### Istruzioni dell'esercizio
1 - Nel brano sugli inni liturgici, chi espresse un secolo dopo il desiderio di scrivere carmi come quelli di Ambrogius?
2 - Trascrivi parola per parola il passo del brano sugli inni liturgici che comincia con "Sotto il suo" e prosegue fino a "tutta la cristianità.".

### Brano da leggere
_ _ _ _

Sotto il suo nome ci sono giunti alcuni inni liturgici (Inni,
Hymni). Tra quelli ritenuti autentici, "O eterno creatore delle
cose" (Aeterne rerun conditor), "Ora sorge la terza ora" (Jam
surgit hora tertia), "Vieni redentore delle genti" (Veni redemptor
gentium): composti in dimetri giambici, hanno una notevole convincente
semplicità. Gli inni di Ambrogius ebbero subito un successo
travolgente, non solo a Milano ma in tutta la cristianità.
Già Ennodio da Pavia appena un secolo dopo esprimerà
il proprio desiderio di poter scrivere carmi come quelli di Ambrogius.

_ _ _ _

### Righe di dati

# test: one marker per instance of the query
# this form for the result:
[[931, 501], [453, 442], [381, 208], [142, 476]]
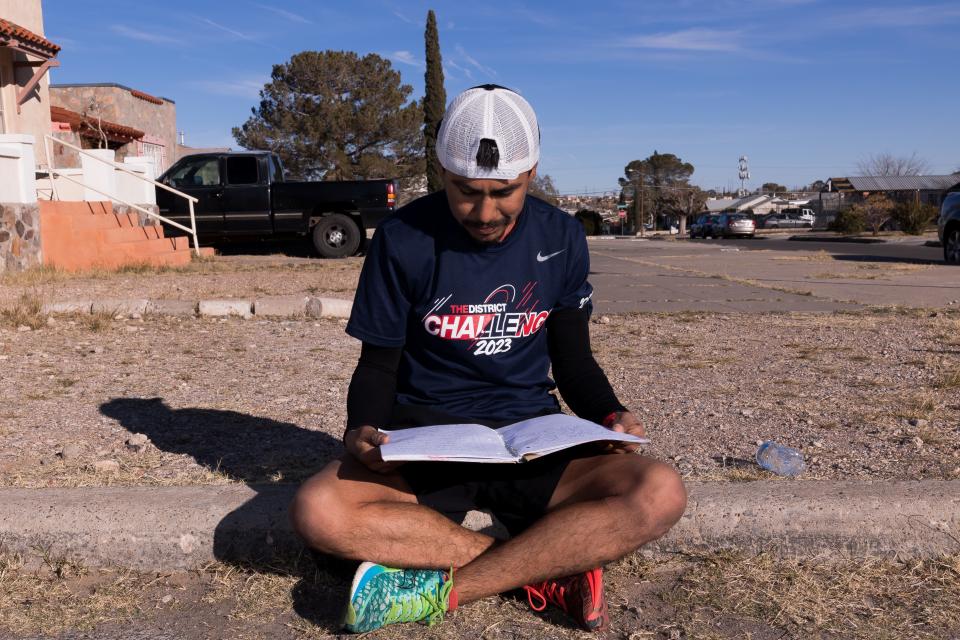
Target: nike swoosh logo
[[544, 258]]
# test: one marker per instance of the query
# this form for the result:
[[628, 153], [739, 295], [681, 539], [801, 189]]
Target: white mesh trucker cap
[[493, 112]]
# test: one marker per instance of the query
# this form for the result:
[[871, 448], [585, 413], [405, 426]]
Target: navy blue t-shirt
[[470, 317]]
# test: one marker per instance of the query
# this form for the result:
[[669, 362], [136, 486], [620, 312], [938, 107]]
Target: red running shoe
[[580, 595]]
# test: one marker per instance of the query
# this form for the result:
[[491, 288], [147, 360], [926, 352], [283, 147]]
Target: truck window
[[198, 172], [242, 170]]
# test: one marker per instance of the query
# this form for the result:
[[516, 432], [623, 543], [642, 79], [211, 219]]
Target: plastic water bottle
[[781, 460]]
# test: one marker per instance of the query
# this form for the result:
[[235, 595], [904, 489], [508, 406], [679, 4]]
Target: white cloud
[[695, 39], [144, 36], [289, 15], [475, 63], [233, 32], [406, 58], [461, 69], [245, 88], [404, 18]]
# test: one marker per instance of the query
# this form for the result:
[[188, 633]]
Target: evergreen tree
[[332, 115], [434, 103]]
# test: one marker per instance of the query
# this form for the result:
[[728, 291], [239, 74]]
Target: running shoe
[[580, 595], [382, 595]]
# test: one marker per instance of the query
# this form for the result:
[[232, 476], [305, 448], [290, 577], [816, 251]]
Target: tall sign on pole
[[744, 175]]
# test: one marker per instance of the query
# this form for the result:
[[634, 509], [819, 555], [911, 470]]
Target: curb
[[270, 307], [181, 528], [840, 239]]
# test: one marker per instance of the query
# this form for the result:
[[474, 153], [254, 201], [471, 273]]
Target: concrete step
[[149, 247], [88, 221], [130, 234], [79, 207]]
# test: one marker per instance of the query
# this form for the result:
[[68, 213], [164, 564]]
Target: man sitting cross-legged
[[467, 298]]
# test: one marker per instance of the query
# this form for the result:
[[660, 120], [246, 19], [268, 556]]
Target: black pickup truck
[[243, 195]]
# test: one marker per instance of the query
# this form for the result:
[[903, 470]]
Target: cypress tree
[[434, 102]]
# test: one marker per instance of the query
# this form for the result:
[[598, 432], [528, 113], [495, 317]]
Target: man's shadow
[[271, 457]]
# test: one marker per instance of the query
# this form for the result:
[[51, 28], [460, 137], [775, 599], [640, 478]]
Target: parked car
[[948, 228], [730, 225], [245, 195], [788, 220], [703, 226]]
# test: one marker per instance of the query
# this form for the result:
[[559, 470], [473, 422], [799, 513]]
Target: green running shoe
[[380, 596]]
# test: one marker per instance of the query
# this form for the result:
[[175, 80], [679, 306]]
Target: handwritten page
[[450, 442], [548, 434]]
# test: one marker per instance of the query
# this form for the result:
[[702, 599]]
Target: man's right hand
[[363, 443]]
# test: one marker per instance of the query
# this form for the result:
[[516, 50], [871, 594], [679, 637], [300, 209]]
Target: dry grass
[[920, 406], [869, 598], [894, 267], [149, 468], [949, 379], [820, 256], [26, 311], [62, 595], [827, 275]]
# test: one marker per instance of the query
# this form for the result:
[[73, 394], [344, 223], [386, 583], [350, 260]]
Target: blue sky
[[804, 88]]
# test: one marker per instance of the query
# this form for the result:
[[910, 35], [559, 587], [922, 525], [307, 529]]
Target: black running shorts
[[517, 494]]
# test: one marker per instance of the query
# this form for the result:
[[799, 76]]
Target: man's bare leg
[[352, 512], [603, 508]]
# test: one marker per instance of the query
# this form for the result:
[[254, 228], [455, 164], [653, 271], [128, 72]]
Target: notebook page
[[451, 442], [547, 434]]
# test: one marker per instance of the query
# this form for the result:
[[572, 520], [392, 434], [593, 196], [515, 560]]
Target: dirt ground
[[870, 394], [862, 395], [690, 597]]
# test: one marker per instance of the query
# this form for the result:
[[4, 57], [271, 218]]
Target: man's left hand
[[626, 422]]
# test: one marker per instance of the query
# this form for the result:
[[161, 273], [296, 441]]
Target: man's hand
[[363, 443], [626, 422]]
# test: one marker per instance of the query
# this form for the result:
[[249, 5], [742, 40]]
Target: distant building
[[925, 189], [108, 115], [754, 203]]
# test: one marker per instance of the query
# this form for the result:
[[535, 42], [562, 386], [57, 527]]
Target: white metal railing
[[52, 171]]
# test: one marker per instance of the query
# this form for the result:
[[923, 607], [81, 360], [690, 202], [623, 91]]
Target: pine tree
[[332, 115], [434, 103]]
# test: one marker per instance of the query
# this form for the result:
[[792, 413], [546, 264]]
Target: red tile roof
[[145, 96], [13, 30], [88, 126]]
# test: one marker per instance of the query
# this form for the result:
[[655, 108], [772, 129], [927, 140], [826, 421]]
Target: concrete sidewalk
[[183, 528]]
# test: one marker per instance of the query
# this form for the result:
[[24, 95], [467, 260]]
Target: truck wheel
[[951, 246], [336, 236]]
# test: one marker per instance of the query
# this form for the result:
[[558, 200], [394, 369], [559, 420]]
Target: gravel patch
[[219, 277], [161, 401]]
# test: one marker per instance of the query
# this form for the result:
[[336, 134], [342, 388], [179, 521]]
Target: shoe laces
[[549, 592], [424, 605]]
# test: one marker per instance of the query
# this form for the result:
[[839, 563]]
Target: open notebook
[[514, 443]]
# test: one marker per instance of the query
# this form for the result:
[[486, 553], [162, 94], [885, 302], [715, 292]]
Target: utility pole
[[744, 175], [643, 228]]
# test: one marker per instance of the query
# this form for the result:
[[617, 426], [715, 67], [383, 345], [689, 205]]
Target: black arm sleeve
[[373, 387], [579, 378]]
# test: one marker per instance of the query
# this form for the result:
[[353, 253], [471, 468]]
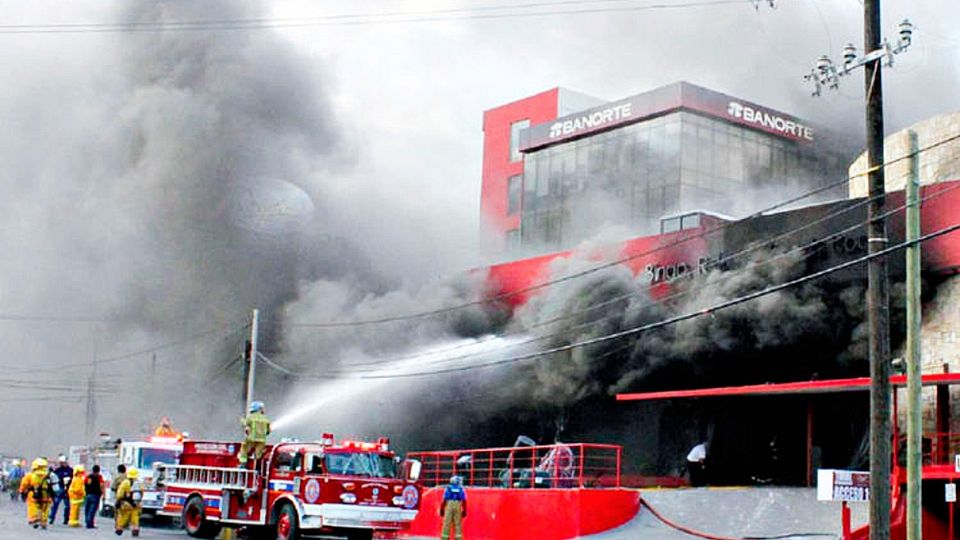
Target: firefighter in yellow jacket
[[37, 489], [76, 493], [129, 498], [256, 427]]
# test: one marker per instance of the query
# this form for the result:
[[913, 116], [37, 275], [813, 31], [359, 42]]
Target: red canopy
[[857, 384]]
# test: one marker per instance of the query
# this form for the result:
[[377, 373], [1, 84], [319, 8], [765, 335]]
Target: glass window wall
[[633, 175]]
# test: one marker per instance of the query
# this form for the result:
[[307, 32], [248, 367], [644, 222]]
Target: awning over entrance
[[856, 384]]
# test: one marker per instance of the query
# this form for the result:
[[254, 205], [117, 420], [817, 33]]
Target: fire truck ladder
[[209, 477]]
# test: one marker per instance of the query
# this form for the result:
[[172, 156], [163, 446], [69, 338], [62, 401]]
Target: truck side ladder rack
[[209, 477]]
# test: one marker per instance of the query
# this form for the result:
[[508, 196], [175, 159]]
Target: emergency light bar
[[166, 440]]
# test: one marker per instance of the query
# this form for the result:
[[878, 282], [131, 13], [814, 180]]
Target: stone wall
[[936, 164], [940, 346]]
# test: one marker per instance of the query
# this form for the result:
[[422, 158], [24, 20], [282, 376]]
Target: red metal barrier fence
[[559, 466], [940, 448]]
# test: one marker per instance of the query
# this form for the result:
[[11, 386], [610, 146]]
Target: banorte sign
[[746, 114], [591, 121]]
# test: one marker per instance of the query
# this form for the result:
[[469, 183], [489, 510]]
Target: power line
[[141, 352], [385, 364], [532, 9], [663, 323], [663, 300], [662, 247]]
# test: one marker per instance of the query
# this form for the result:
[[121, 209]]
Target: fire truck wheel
[[194, 519], [287, 526]]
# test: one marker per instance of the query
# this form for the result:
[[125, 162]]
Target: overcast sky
[[409, 97]]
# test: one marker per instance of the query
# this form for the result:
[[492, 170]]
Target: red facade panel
[[498, 167]]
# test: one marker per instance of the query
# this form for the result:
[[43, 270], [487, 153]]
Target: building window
[[513, 240], [515, 129], [690, 221], [514, 192]]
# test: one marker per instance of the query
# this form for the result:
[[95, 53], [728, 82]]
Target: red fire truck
[[351, 489]]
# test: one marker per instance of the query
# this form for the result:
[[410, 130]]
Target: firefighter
[[76, 493], [37, 489], [256, 427], [165, 429], [453, 509], [14, 477], [697, 465], [64, 474], [129, 497]]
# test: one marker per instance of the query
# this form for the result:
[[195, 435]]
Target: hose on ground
[[707, 536]]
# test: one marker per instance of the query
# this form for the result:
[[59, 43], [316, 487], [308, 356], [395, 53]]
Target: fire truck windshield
[[361, 464], [149, 456]]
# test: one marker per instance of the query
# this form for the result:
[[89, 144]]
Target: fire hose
[[700, 534]]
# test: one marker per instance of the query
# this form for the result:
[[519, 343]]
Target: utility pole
[[90, 418], [252, 369], [914, 371], [876, 52], [878, 297]]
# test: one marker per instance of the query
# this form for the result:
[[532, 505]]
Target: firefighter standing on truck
[[38, 490], [453, 510], [256, 427], [129, 497], [165, 429]]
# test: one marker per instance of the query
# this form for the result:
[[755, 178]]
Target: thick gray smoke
[[177, 188], [794, 331]]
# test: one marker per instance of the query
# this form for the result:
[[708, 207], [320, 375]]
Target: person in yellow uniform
[[129, 497], [76, 492], [37, 489], [256, 427], [453, 509], [165, 429]]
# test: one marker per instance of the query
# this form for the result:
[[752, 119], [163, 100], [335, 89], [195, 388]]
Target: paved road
[[736, 512], [13, 526], [731, 512]]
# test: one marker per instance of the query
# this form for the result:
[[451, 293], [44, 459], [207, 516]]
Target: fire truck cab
[[145, 457], [350, 489]]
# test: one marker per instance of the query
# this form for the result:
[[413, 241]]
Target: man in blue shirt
[[453, 509], [64, 473]]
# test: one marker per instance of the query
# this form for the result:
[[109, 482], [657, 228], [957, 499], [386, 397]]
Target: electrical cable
[[125, 356], [659, 324], [726, 258], [423, 16], [548, 283], [803, 248]]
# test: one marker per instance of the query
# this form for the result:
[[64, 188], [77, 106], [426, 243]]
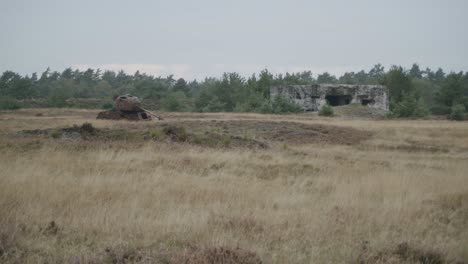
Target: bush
[[8, 103], [458, 112], [326, 110]]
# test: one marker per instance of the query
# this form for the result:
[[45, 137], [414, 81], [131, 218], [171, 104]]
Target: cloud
[[178, 70]]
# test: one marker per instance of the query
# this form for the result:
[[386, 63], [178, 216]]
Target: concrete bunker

_ _ _ _

### Le risposte
1 - Ennodio da Pavia.

2 -
Sotto il suo nome ci sono giunti alcuni inni liturgici (Inni,
Hymni). Tra quelli ritenuti autentici, "O eterno creatore delle
cose" (Aeterne rerun conditor), "Ora sorge la terza ora" (Jam
surgit hora tertia), "Vieni redentore delle genti" (Veni redemptor
gentium): composti in dimetri giambici, hanno una notevole convincente
semplicità. Gli inni di Ambrogius ebbero subito un successo
travolgente, non solo a Milano ma in tutta la cristianità.